• _Passage shown_
________

Activated WNK3 induced by intracerebral hemorrhage deteriorates brain injury maybe via WNK3/SPAK/NKCC1 pathway

Degang Wu  ¹ , Niansheng Lai  ¹ , Ruming Deng  ² , Tianyu Liang  ³ , Pengjie Pan  ³ , Guiqiang Yuan  ³ , Xiang Li  ³ , Haiying Li  ³ , Haitao Shen  ³ , Zhong Wang  ⁴ , Gang Chen  ⁵ Affiliations

• PMID: 32589890
• DOI: 10.1016/j.expneurol.2020.113386

Abstract

Background: Intracerebral hemorrhage (ICH) is the common brain diseases in middle-aged and elderly people, with high disability and/or mortality rate, and is a serious public health concern. Both WNK3 kinase and the WNK3/SPAK/NKCC1 signaling pathway play an integral role in maintaining normal cell homeostasis. However, their role and underlying mechanisms in ICH-induced secondary brain injury (SBI) have yet to be elucidated.

Methods: We established an ICH model using male Sprague-Dawley (SD) rats by injecting autologous arterial blood into the unilateral basal ganglia. To establish ICH model in vitro, oxyhemoglobin (OxyHb; 20 μM) and neurons were cultured for 6 h at 37 °C, 5% CO₂ atmosphere. To investigate the role of WNK3 and the WNK3/SPAK/NKCC1 signaling pathway in SBI, after genetic interventions, rotation and water maze test, brain edema and neuroinflammation were detected, and terminal-deoxynucleoitidyl transferase mediated dUTP nick end labeling (TUNEL), Fluoro-Jade C (FJC), and Nissl staining were performed.

Results: Our data showed that WNK3 expression in brain tissue were upregulated after ICH induction. In addition, silencing of WNK3 reduced neuronal apoptosis, and inflammatory responses in rats that underwent ICH. Inhibition of WNK3 expression reduced the damaged blood-brain barrier (BBB), alleviated the impaired degree of cerebral edema, and improved disruptive neurobehavioral cognition caused by ICH. Moreover, overexpression of WNK3 had the opposite effects. Finally, WNK3/SPAK/NKCC1 signaling pathway may be involved in the above-mentioned processes.

Conclusions: In conclusion, our findings showed that WNK3 and WNK3/SPAK/NKCC1 signaling pathway play a vital biological function in ICH-induced SBI. Depletion of WNK3 attenuated brain injury after ICH both in vivo and in vitro. Thus, WNK3 and WNK3/SPAK/NKCC1 signaling pathway are potential targets for treating SBI after ICH.

Keywords: Brain edema; Cell apoptosis; Intracerebral hemorrhage; Secondary brain injury; WNK3.

________

• _Task item 1_
In the abstract on WNK3 and intracerebral hemorrhage, what concentration of oxyhemoglobin was used to build the in vitro model?
• _Task item 2_
Reproduce the WNK3 abstract from the words "Background: Intracerebral hemorrhage" through the words "to be elucidated.".

Referring expression pointing data
________

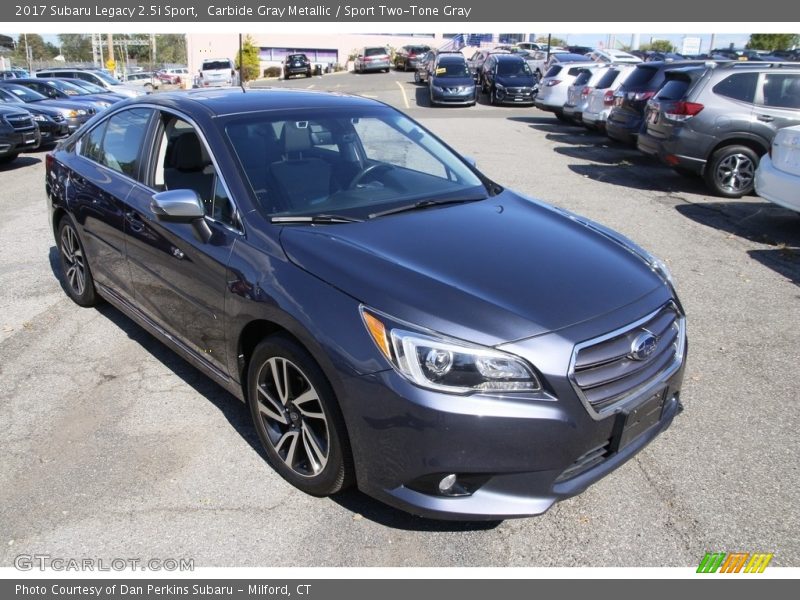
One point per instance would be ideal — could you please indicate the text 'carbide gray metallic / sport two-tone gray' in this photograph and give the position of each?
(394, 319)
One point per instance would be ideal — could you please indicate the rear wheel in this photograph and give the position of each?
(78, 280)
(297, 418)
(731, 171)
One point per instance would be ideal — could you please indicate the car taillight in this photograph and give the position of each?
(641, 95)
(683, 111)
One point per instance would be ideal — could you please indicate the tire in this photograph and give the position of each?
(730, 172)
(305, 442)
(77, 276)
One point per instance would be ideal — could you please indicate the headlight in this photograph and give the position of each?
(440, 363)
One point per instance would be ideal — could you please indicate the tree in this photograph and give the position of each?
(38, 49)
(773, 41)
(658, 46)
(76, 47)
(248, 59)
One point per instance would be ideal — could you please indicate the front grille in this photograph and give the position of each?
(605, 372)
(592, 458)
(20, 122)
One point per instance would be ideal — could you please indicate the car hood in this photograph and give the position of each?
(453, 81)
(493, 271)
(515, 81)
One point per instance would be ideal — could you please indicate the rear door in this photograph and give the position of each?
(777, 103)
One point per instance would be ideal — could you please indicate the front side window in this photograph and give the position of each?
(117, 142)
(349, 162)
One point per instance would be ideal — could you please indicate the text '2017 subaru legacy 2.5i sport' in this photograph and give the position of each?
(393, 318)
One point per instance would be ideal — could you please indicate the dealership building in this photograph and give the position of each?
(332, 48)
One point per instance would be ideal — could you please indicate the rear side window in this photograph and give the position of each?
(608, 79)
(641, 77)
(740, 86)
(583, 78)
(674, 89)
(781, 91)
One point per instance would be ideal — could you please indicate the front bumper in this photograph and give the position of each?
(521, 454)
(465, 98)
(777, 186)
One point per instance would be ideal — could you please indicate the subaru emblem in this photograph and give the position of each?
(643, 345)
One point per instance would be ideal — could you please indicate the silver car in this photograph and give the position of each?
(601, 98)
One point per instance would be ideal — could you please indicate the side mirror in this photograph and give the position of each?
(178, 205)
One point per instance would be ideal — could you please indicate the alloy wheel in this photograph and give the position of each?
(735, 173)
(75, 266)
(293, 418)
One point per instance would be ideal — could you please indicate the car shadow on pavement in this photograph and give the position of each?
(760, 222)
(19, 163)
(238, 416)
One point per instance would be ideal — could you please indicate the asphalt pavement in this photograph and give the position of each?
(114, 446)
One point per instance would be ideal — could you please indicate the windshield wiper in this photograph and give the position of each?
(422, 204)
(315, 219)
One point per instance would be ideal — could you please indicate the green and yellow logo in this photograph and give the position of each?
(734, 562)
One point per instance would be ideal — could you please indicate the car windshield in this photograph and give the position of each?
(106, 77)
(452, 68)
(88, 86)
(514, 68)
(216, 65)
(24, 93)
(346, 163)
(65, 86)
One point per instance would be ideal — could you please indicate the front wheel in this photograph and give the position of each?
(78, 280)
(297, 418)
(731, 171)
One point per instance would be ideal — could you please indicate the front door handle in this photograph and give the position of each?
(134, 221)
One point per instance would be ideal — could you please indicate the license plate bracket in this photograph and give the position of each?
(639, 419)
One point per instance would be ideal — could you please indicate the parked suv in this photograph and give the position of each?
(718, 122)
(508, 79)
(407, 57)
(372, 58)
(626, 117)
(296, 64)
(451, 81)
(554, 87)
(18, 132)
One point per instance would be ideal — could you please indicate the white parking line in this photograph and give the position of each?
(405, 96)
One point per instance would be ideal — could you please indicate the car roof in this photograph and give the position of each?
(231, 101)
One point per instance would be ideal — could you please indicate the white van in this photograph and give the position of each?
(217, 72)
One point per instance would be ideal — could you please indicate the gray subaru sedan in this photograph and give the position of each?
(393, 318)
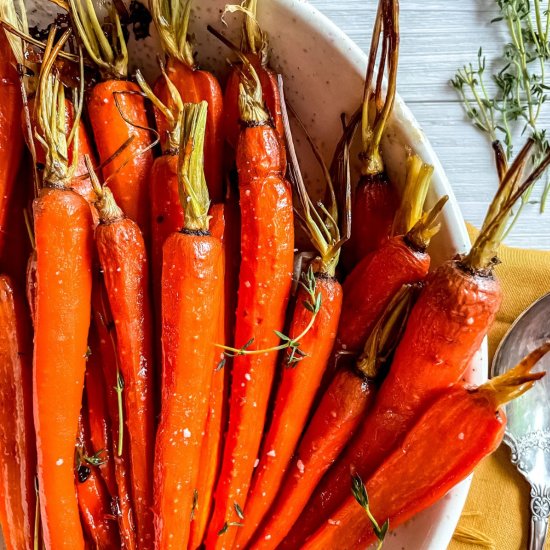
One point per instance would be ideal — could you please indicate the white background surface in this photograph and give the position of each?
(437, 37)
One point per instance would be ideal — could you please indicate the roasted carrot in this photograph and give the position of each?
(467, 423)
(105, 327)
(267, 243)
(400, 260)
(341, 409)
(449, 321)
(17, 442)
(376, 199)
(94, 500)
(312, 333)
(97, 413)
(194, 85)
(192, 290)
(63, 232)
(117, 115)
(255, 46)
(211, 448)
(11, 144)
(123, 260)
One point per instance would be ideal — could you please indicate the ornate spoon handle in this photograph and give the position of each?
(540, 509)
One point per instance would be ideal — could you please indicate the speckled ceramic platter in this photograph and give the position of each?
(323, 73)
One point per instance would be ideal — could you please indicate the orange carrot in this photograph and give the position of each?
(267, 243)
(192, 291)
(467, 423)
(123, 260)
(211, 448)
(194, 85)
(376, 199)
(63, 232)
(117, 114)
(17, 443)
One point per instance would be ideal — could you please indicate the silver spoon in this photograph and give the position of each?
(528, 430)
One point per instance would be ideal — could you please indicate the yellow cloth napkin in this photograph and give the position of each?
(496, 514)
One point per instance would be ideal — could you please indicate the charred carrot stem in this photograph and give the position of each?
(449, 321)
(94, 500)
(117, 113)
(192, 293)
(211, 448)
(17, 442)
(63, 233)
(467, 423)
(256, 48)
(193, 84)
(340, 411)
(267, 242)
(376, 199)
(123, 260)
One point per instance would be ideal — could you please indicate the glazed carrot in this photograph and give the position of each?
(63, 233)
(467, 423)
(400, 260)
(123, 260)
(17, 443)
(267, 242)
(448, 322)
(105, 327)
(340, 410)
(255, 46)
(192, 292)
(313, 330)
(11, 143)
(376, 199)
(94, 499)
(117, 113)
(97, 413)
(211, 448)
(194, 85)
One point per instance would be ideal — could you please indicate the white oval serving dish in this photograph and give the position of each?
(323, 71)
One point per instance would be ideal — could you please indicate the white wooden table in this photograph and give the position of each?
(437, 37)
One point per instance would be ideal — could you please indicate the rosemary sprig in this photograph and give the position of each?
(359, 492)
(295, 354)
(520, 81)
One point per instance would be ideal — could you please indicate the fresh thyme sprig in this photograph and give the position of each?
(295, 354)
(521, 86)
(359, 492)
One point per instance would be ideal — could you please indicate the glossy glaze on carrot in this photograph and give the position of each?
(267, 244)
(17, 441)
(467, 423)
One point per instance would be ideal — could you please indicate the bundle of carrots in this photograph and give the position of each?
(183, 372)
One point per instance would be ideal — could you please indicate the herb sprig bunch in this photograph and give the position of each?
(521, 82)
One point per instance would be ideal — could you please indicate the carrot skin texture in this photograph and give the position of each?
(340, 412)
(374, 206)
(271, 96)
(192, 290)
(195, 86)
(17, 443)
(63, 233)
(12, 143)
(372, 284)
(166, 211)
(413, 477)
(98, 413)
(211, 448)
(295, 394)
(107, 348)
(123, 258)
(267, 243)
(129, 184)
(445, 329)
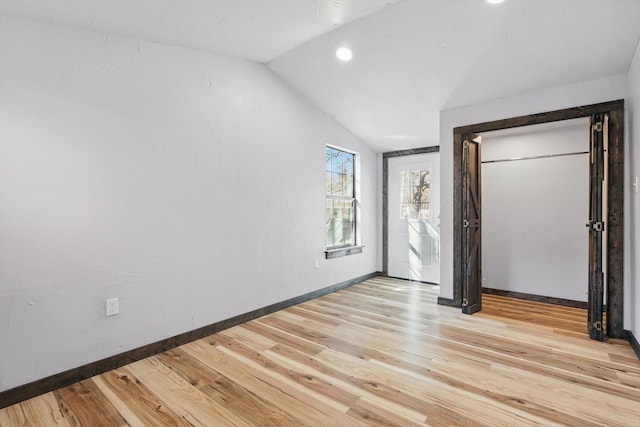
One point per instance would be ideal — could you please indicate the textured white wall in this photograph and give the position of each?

________

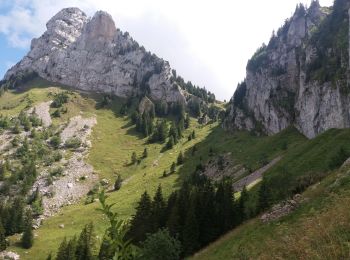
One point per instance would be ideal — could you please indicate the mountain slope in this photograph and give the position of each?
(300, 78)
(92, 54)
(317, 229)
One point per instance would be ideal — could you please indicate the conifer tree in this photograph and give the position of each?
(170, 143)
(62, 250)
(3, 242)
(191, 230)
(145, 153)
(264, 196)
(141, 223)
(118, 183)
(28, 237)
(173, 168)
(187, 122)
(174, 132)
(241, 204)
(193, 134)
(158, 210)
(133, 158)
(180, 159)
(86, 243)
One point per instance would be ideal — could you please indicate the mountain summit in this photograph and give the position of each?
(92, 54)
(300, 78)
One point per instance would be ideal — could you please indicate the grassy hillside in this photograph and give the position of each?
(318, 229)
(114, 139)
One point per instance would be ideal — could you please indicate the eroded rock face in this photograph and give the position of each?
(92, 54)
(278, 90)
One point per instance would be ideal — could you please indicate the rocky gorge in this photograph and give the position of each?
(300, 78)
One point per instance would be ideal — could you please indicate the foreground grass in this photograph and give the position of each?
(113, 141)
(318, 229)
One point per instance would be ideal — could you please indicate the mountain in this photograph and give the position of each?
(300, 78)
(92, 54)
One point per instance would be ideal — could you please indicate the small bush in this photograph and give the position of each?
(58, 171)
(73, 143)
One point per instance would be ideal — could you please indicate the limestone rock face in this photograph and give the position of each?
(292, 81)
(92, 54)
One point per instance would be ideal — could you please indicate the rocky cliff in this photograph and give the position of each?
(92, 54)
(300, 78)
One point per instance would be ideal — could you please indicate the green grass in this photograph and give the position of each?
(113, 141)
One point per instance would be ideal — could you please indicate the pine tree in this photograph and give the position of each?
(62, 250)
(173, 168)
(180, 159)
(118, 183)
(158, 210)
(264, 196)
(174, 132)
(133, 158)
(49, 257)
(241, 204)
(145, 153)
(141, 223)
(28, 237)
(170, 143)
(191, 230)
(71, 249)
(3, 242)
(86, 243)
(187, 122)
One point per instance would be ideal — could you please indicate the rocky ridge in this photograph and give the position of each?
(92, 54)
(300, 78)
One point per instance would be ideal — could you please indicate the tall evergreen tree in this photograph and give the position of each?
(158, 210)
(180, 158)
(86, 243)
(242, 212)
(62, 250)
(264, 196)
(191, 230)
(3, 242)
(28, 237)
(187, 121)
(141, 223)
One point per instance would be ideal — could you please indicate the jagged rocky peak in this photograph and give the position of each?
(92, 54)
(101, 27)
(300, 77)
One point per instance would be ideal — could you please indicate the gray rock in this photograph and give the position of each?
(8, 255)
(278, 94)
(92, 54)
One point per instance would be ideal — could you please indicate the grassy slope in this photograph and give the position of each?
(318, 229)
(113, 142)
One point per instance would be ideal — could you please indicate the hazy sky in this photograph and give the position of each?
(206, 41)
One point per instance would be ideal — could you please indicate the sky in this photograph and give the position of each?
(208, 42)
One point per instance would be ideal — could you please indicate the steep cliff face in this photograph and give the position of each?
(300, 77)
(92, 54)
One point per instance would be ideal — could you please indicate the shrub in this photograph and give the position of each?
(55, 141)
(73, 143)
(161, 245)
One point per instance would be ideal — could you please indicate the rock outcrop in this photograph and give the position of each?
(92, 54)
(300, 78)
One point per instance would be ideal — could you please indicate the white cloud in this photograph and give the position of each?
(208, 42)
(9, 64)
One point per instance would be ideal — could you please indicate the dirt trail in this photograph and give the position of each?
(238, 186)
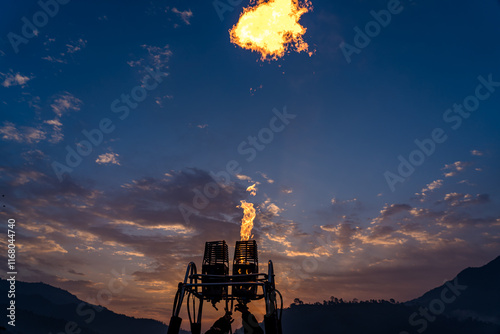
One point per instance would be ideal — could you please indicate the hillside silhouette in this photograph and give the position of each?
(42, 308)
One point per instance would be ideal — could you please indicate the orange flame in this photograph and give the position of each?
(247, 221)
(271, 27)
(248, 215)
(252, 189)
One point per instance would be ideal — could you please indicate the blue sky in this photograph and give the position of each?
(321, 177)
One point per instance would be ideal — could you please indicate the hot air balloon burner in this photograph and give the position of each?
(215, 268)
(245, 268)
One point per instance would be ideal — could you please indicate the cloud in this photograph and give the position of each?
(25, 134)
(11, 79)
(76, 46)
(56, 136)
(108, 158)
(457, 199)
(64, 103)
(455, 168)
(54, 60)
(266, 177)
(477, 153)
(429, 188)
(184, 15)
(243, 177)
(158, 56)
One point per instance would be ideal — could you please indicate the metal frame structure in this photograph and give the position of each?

________

• _Answer section 1_
20 μM

• _Answer section 2_
Background: Intracerebral hemorrhage (ICH) is the common brain diseases in middle-aged and elderly people, with high disability and/or mortality rate, and is a serious public health concern. Both WNK3 kinase and the WNK3/SPAK/NKCC1 signaling pathway play an integral role in maintaining normal cell homeostasis. However, their role and underlying mechanisms in ICH-induced secondary brain injury (SBI) have yet to be elucidated.